- **Problem requirements**:
Put these lines into a Markdown table with the columns Row and Line, numbering each row and leaving out blank lines and pictures.

- **Stored data**:
------------------------------------
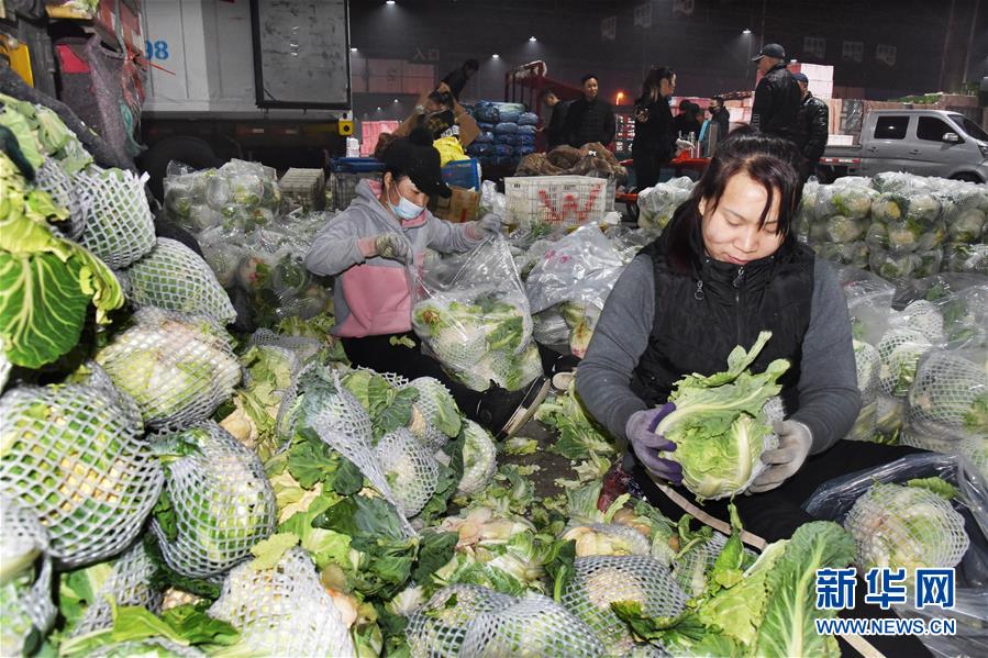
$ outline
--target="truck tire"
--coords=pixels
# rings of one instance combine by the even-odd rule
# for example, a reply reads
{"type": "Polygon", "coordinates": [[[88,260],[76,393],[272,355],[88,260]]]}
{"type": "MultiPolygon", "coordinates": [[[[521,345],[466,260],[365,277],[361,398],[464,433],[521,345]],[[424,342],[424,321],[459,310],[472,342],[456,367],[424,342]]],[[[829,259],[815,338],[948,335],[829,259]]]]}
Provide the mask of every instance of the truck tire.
------------------------------------
- **Answer to this problem**:
| Row | Line |
|---|---|
| 1 | $ outline |
| 2 | --target="truck tire" |
| 3 | --coords=pixels |
| 4 | # rings of one instance combine by the even-odd rule |
| 5 | # for example, a reply reads |
| 6 | {"type": "Polygon", "coordinates": [[[88,260],[76,393],[272,355],[88,260]]]} |
| 7 | {"type": "MultiPolygon", "coordinates": [[[[521,345],[466,260],[365,277],[361,398],[464,433],[521,345]],[[424,342],[424,321],[459,310],[472,342],[456,367],[424,342]]],[[[829,259],[815,338],[948,335],[829,259]]]]} |
| 8 | Provide the mask of every instance of the truck tire. |